Orbital library

orbital.algorithm.template
Class OpenClosedGeneralSearchProblem

java.lang.Object
  extended by orbital.algorithm.template.OpenClosedGeneralSearchProblem
All Implemented Interfaces:
java.io.Serializable, AlgorithmicProblem, GeneralSearchProblem, MarkovDecisionProblem, TransitionModel

public class OpenClosedGeneralSearchProblem
extends java.lang.Object
implements GeneralSearchProblem, java.io.Serializable

GeneralSearchProblem wrapper keeping track of open and closed sets.

This class extends a problem such that it keeps track of closed sets. And thus it optimizes search in search spaces that form graphs, as well as prevents circular expansions. However, this book-keeping will prove useless and time-consuming on search spaces that form real trees (without repetitive nodes and cross edges).

The closed set is the set of closed nodes that have already been expanded. Nodes in the search space that are not closed are called open.

Author:
André Platzer
See Also:
Decorator, Serialized Form

Nested Class Summary
 
Nested classes/interfaces inherited from interface orbital.algorithm.template.GeneralSearchProblem
GeneralSearchProblem.Transition
 
Nested classes/interfaces inherited from interface orbital.algorithm.template.MarkovDecisionProblem
MarkovDecisionProblem.DefaultTransition
 
Constructor Summary
OpenClosedGeneralSearchProblem(GeneralSearchProblem problem)
          Create a GeneralSearchProblem keeping track of closed sets.
 
Method Summary
 java.util.Iterator actions(java.lang.Object s)
          Only returns actions leading to open nodes, and only if s is not closed itself.
 MutableFunction getAccumulatedCostFunction()
          Get the accumulated cost function.
 java.lang.Object getInitialState()
          Get the initial state of the problem.
 GeneralSearchProblem getProblem()
          Get the proper (inner) problem to solve which does not yet keep track of closed sets.
 boolean isSolution(java.lang.Object s)
          Check whether the given state is a goal state (a valid solution to the problem).
 java.util.Iterator states(java.lang.Object a, java.lang.Object s)
          Get all states reachable with any transitions from the state under a given action. Deterministic case (will only return one single transition per action).
 TransitionModel.Transition transition(java.lang.Object a, java.lang.Object s, java.lang.Object sp)
          Get (information about) the transition from a state to another state under a given action. Deterministic case.
 
Methods inherited from class java.lang.Object
clone, equals, finalize, getClass, hashCode, notify, notifyAll, toString, wait, wait, wait
 

Constructor Detail

OpenClosedGeneralSearchProblem

public OpenClosedGeneralSearchProblem(GeneralSearchProblem problem)
Create a GeneralSearchProblem keeping track of closed sets.

Parameters:
problem - the proper problem to solve which does not yet keep track of closed sets.
Method Detail

getProblem

public GeneralSearchProblem getProblem()
Get the proper (inner) problem to solve which does not yet keep track of closed sets.


getInitialState

public java.lang.Object getInitialState()
Get the initial state of the problem. Clears the closed set.

* * * * * * *

PROBLEM 1:
List every interface named under "All Implemented Interfaces" in the class documentation.
PROBLEM 2:
Answer these questions from the class documentation, one per line:
(a) Who is named as the author?
(b) What are nodes in the search space that are not closed called?
(c) What does getInitialState clear?
PROBLEM 3:
Retype the stretch of the class documentation from "MutableFunctio" through "action. Deterministic case.".
The data that come next are not needed for any of this work.

Items from a data source:
* * * * * * *

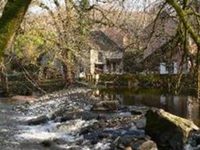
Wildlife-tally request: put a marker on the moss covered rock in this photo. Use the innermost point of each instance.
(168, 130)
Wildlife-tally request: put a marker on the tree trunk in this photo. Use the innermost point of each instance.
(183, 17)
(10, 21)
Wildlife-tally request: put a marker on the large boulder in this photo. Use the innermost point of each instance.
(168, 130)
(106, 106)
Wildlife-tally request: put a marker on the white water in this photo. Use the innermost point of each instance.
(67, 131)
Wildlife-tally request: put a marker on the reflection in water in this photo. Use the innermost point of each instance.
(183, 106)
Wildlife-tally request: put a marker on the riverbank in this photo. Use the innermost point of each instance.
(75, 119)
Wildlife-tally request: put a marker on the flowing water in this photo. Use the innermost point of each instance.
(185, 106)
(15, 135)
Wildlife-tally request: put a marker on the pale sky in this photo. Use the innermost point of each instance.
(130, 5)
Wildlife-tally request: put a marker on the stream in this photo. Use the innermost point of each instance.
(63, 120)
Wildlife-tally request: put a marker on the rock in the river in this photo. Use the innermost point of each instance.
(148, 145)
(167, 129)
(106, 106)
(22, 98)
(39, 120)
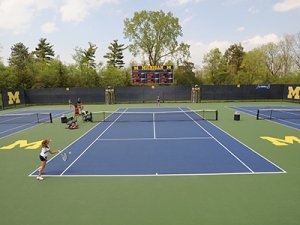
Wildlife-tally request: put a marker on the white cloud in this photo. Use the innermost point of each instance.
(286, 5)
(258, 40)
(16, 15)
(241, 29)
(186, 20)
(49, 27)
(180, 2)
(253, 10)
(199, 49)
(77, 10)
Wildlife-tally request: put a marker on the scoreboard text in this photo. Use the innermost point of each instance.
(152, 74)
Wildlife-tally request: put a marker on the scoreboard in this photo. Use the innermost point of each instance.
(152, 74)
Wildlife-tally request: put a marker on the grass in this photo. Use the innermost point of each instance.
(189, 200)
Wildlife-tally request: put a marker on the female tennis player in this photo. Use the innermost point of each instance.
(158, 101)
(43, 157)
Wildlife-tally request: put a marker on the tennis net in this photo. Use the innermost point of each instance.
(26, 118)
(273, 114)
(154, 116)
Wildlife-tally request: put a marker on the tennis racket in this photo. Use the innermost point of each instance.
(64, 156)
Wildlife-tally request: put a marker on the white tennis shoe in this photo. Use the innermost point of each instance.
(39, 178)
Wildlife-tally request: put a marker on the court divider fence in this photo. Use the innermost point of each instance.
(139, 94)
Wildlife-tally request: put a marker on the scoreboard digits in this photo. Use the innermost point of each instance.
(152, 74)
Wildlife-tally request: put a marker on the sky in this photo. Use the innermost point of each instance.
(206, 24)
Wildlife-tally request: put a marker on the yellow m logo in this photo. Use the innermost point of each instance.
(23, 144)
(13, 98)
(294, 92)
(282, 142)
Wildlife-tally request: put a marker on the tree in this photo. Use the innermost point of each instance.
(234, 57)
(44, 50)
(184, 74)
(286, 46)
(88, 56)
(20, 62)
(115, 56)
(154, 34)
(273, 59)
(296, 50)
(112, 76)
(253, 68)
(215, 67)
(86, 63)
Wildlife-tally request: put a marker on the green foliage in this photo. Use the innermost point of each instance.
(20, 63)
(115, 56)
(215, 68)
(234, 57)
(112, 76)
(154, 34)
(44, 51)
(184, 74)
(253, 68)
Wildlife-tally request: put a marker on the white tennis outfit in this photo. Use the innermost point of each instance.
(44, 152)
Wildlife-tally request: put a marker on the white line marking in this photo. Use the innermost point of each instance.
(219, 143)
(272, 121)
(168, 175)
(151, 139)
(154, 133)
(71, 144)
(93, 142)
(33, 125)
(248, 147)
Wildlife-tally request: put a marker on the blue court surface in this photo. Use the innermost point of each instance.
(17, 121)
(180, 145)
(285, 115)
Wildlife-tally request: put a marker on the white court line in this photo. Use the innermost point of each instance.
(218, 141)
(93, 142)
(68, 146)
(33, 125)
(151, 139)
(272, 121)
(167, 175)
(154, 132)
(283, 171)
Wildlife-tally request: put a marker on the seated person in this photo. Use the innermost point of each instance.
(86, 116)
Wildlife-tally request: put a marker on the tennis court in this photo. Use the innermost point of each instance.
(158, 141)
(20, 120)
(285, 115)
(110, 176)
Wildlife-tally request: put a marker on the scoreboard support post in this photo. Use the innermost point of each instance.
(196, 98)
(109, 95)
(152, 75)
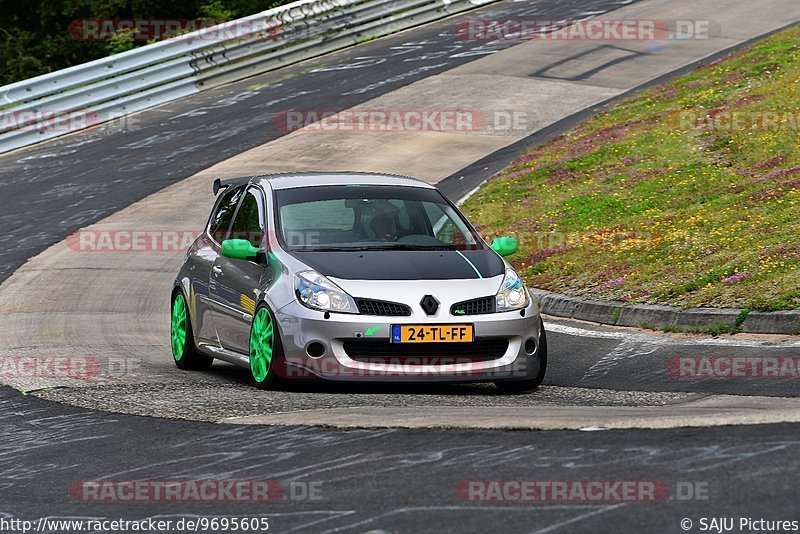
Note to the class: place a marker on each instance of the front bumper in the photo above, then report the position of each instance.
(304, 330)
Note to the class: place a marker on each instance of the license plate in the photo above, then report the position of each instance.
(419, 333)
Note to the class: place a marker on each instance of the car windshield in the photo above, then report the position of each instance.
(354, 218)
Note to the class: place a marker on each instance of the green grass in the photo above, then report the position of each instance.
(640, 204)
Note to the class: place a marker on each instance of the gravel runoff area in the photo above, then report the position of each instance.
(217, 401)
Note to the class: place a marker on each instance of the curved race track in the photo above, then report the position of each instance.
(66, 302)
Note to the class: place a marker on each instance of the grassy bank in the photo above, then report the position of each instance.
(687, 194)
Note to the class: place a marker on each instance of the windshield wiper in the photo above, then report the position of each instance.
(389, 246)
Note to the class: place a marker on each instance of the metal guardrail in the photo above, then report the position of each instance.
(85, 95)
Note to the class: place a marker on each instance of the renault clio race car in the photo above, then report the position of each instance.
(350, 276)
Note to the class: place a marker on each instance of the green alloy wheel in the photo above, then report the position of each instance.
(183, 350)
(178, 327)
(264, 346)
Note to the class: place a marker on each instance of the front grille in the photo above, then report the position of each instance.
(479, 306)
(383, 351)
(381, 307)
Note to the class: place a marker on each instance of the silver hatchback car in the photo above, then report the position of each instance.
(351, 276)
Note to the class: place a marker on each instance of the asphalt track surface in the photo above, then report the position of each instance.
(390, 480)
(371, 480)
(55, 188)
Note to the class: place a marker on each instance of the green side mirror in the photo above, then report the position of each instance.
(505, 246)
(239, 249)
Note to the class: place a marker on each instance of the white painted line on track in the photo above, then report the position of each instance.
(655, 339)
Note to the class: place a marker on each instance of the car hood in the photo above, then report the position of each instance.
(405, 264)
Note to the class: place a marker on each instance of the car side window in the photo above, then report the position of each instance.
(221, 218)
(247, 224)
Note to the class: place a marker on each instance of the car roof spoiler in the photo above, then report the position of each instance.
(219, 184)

* * * * * * *

WRITTEN RESPONSE 1:
java.io.Serializable
AlgorithmicProblem
GeneralSearchProblem
MarkovDecisionProblem
TransitionModel

WRITTEN RESPONSE 2:
(a) André Platzer
(b) Open
(c) The closed set

WRITTEN RESPONSE 3:
MutableFunction getAccumulatedCostFunction()
          Get the accumulated cost function.
 java.lang.Object getInitialState()
          Get the initial state of the problem.
 GeneralSearchProblem getProblem()
          Get the proper (inner) problem to solve which does not yet keep track of closed sets.
 boolean isSolution(java.lang.Object s)
          Check whether the given state is a goal state (a valid solution to the problem).
 java.util.Iterator states(java.lang.Object a, java.lang.Object s)
          Get all states reachable with any transitions from the state under a given action. Deterministic case (will only return one single transition per action).
 TransitionModel.Transition transition(java.lang.Object a, java.lang.Object s, java.lang.Object sp)
          Get (information about) the transition from a state to another state under a given action. Deterministic case.